> **TO BE DONE**: Rewrite the records below, replacing "tinted window" with "dark window" and leaving everything else unchanged.

Records contained in a dataset

= = = = =

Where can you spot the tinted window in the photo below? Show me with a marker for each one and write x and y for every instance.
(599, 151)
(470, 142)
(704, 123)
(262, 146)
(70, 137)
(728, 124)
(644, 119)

= = = = =

> **SOLUTION FOR THIS TASK**:
Where can you spot the dark window in the photo below? Show me with a marker for each one and write x and y for every instance.
(599, 151)
(470, 142)
(704, 123)
(262, 146)
(70, 137)
(728, 124)
(644, 119)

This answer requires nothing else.